[Records from a data source]
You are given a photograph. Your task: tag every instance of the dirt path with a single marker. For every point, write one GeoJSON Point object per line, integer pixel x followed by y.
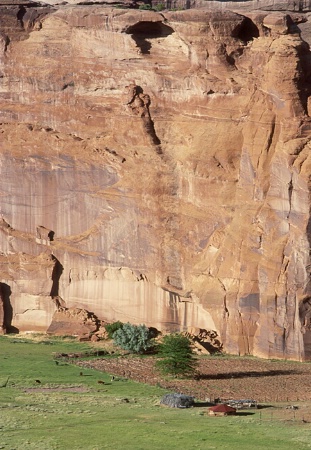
{"type": "Point", "coordinates": [264, 381]}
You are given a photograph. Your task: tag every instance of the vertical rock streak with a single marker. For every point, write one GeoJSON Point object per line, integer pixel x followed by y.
{"type": "Point", "coordinates": [158, 171]}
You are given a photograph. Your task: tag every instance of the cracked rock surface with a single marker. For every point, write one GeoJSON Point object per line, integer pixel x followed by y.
{"type": "Point", "coordinates": [155, 168]}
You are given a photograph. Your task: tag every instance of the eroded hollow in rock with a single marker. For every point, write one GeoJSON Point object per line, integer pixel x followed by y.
{"type": "Point", "coordinates": [246, 31]}
{"type": "Point", "coordinates": [143, 32]}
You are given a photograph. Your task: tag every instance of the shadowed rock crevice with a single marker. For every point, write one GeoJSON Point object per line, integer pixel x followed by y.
{"type": "Point", "coordinates": [247, 31]}
{"type": "Point", "coordinates": [56, 274]}
{"type": "Point", "coordinates": [7, 310]}
{"type": "Point", "coordinates": [143, 32]}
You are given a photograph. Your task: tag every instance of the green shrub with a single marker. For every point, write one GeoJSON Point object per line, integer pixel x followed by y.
{"type": "Point", "coordinates": [112, 327]}
{"type": "Point", "coordinates": [135, 338]}
{"type": "Point", "coordinates": [177, 357]}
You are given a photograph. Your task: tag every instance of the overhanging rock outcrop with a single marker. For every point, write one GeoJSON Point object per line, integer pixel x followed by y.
{"type": "Point", "coordinates": [169, 156]}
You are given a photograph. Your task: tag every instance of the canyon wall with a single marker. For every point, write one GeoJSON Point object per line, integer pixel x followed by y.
{"type": "Point", "coordinates": [155, 169]}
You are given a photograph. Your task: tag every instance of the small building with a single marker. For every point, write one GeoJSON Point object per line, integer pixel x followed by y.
{"type": "Point", "coordinates": [221, 410]}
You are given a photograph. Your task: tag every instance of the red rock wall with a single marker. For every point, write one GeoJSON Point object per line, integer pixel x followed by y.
{"type": "Point", "coordinates": [181, 202]}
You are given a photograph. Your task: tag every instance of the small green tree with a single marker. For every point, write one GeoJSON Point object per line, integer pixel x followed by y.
{"type": "Point", "coordinates": [135, 338]}
{"type": "Point", "coordinates": [176, 356]}
{"type": "Point", "coordinates": [112, 327]}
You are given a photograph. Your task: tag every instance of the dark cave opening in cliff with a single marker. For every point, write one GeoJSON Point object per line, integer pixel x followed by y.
{"type": "Point", "coordinates": [143, 32]}
{"type": "Point", "coordinates": [246, 31]}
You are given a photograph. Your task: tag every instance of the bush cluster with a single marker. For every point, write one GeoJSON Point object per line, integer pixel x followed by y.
{"type": "Point", "coordinates": [176, 356]}
{"type": "Point", "coordinates": [134, 338]}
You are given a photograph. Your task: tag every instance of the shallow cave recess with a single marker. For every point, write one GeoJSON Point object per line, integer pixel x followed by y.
{"type": "Point", "coordinates": [143, 33]}
{"type": "Point", "coordinates": [246, 31]}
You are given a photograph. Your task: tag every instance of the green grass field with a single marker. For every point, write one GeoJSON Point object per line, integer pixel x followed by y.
{"type": "Point", "coordinates": [69, 411]}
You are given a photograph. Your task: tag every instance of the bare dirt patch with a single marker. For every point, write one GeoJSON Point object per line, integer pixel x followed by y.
{"type": "Point", "coordinates": [58, 389]}
{"type": "Point", "coordinates": [263, 380]}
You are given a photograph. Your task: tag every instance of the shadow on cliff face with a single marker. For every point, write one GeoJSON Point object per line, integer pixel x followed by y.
{"type": "Point", "coordinates": [7, 307]}
{"type": "Point", "coordinates": [142, 32]}
{"type": "Point", "coordinates": [56, 274]}
{"type": "Point", "coordinates": [254, 374]}
{"type": "Point", "coordinates": [305, 304]}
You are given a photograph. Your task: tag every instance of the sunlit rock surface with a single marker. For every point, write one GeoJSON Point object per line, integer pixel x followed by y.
{"type": "Point", "coordinates": [155, 169]}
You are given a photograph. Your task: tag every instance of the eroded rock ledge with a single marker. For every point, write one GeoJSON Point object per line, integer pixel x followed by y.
{"type": "Point", "coordinates": [155, 169]}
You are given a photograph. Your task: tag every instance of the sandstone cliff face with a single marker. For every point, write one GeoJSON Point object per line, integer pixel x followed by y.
{"type": "Point", "coordinates": [155, 169]}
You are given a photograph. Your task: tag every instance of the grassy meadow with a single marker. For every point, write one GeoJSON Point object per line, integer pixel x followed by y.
{"type": "Point", "coordinates": [48, 406]}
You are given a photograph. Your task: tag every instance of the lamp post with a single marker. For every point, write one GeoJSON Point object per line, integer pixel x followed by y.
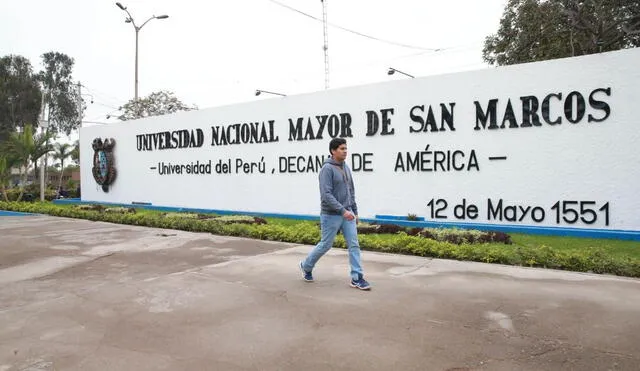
{"type": "Point", "coordinates": [43, 124]}
{"type": "Point", "coordinates": [258, 92]}
{"type": "Point", "coordinates": [137, 29]}
{"type": "Point", "coordinates": [393, 70]}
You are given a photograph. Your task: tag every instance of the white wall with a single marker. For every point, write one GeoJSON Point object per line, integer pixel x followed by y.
{"type": "Point", "coordinates": [586, 161]}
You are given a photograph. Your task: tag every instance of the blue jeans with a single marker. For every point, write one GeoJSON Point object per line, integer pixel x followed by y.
{"type": "Point", "coordinates": [329, 225]}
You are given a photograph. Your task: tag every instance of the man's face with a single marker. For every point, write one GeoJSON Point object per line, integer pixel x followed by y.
{"type": "Point", "coordinates": [340, 153]}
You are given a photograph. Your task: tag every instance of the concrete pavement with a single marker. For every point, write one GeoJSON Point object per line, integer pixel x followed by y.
{"type": "Point", "coordinates": [81, 295]}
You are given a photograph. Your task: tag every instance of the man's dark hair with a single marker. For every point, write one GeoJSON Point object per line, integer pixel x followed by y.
{"type": "Point", "coordinates": [335, 143]}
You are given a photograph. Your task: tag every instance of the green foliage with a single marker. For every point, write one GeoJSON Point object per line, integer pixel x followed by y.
{"type": "Point", "coordinates": [61, 95]}
{"type": "Point", "coordinates": [156, 104]}
{"type": "Point", "coordinates": [587, 259]}
{"type": "Point", "coordinates": [537, 30]}
{"type": "Point", "coordinates": [20, 94]}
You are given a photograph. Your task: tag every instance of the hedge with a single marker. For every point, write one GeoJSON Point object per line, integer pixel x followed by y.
{"type": "Point", "coordinates": [594, 260]}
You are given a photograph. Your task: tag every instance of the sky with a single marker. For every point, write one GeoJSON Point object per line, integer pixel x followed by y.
{"type": "Point", "coordinates": [214, 53]}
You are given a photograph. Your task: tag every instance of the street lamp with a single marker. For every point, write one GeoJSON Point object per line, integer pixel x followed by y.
{"type": "Point", "coordinates": [132, 21]}
{"type": "Point", "coordinates": [393, 70]}
{"type": "Point", "coordinates": [258, 92]}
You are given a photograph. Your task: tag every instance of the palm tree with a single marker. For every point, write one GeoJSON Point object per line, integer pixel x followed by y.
{"type": "Point", "coordinates": [6, 163]}
{"type": "Point", "coordinates": [41, 148]}
{"type": "Point", "coordinates": [21, 147]}
{"type": "Point", "coordinates": [61, 152]}
{"type": "Point", "coordinates": [75, 153]}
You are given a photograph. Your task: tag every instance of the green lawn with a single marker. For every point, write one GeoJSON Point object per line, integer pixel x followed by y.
{"type": "Point", "coordinates": [618, 248]}
{"type": "Point", "coordinates": [558, 252]}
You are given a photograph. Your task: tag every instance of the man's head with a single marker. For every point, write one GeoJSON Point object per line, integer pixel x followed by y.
{"type": "Point", "coordinates": [338, 149]}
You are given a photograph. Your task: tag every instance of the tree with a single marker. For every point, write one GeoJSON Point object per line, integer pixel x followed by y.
{"type": "Point", "coordinates": [21, 147]}
{"type": "Point", "coordinates": [7, 161]}
{"type": "Point", "coordinates": [41, 147]}
{"type": "Point", "coordinates": [64, 106]}
{"type": "Point", "coordinates": [156, 104]}
{"type": "Point", "coordinates": [62, 152]}
{"type": "Point", "coordinates": [20, 94]}
{"type": "Point", "coordinates": [75, 152]}
{"type": "Point", "coordinates": [536, 30]}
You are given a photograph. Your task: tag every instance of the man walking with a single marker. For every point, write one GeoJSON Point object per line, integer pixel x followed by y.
{"type": "Point", "coordinates": [338, 211]}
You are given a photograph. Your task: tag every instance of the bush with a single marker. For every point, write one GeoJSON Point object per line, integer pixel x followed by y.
{"type": "Point", "coordinates": [437, 243]}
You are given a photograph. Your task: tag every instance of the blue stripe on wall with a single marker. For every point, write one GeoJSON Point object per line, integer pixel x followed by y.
{"type": "Point", "coordinates": [13, 213]}
{"type": "Point", "coordinates": [401, 220]}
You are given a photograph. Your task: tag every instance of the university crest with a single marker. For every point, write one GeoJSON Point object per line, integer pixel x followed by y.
{"type": "Point", "coordinates": [104, 171]}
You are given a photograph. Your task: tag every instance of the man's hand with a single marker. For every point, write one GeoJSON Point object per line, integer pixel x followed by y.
{"type": "Point", "coordinates": [348, 215]}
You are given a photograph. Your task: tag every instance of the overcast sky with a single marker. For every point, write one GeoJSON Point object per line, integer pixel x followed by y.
{"type": "Point", "coordinates": [213, 53]}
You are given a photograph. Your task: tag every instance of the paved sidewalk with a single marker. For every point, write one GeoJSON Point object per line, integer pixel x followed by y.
{"type": "Point", "coordinates": [81, 295]}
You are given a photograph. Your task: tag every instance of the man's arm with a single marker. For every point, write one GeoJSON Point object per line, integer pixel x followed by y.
{"type": "Point", "coordinates": [353, 194]}
{"type": "Point", "coordinates": [326, 190]}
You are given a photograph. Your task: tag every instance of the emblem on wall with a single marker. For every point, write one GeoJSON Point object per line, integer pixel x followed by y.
{"type": "Point", "coordinates": [104, 171]}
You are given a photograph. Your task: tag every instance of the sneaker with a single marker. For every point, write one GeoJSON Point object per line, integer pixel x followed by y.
{"type": "Point", "coordinates": [360, 283]}
{"type": "Point", "coordinates": [307, 276]}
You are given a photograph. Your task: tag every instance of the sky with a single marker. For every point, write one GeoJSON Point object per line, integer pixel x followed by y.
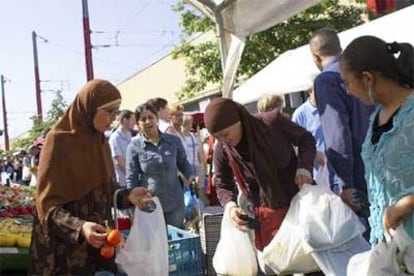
{"type": "Point", "coordinates": [139, 32]}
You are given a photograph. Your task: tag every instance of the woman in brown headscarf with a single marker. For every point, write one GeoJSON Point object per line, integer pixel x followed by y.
{"type": "Point", "coordinates": [258, 151]}
{"type": "Point", "coordinates": [75, 185]}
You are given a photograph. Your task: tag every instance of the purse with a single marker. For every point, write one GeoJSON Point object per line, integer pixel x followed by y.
{"type": "Point", "coordinates": [270, 219]}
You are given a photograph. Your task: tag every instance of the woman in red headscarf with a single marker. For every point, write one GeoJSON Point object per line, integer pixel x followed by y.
{"type": "Point", "coordinates": [258, 151]}
{"type": "Point", "coordinates": [75, 185]}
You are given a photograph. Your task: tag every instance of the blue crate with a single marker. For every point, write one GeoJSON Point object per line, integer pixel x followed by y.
{"type": "Point", "coordinates": [184, 253]}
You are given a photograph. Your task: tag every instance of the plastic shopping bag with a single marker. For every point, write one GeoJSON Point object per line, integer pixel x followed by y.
{"type": "Point", "coordinates": [331, 231]}
{"type": "Point", "coordinates": [146, 249]}
{"type": "Point", "coordinates": [235, 255]}
{"type": "Point", "coordinates": [322, 177]}
{"type": "Point", "coordinates": [326, 221]}
{"type": "Point", "coordinates": [392, 257]}
{"type": "Point", "coordinates": [285, 253]}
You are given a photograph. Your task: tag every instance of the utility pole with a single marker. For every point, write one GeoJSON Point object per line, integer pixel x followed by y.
{"type": "Point", "coordinates": [87, 41]}
{"type": "Point", "coordinates": [37, 78]}
{"type": "Point", "coordinates": [5, 131]}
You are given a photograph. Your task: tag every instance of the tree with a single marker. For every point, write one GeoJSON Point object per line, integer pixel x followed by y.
{"type": "Point", "coordinates": [56, 110]}
{"type": "Point", "coordinates": [203, 63]}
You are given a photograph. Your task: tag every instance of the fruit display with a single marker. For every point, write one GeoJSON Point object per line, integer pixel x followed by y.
{"type": "Point", "coordinates": [16, 216]}
{"type": "Point", "coordinates": [113, 239]}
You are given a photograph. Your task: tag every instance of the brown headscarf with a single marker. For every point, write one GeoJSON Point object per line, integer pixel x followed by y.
{"type": "Point", "coordinates": [221, 113]}
{"type": "Point", "coordinates": [75, 158]}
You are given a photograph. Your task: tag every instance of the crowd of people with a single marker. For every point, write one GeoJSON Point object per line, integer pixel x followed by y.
{"type": "Point", "coordinates": [357, 121]}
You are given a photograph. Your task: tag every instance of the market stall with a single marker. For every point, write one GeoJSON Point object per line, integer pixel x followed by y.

**Task objective**
Beginning with the line that contains "of the brown", quote each line exactly through the last line of the entries above, and nothing beyond them.

**Solution to the exercise**
You are given a photograph. Your task: tag every instance of the brown headscarf with a single marker. For every point, write one GeoJSON Point object per line, integer pixel x followed by y.
{"type": "Point", "coordinates": [221, 113]}
{"type": "Point", "coordinates": [75, 158]}
You are given a photograph. Your task: tag every instance of the crowd of people with a single marker. For every point, write one GeoJSON Point object per line, integer pixel x followed by y.
{"type": "Point", "coordinates": [357, 121]}
You are given a photograph. Your task: tag every instance of the market stall with a single marker. For every point, write one GeoJSON Point object per line, integer pixel x followed by y.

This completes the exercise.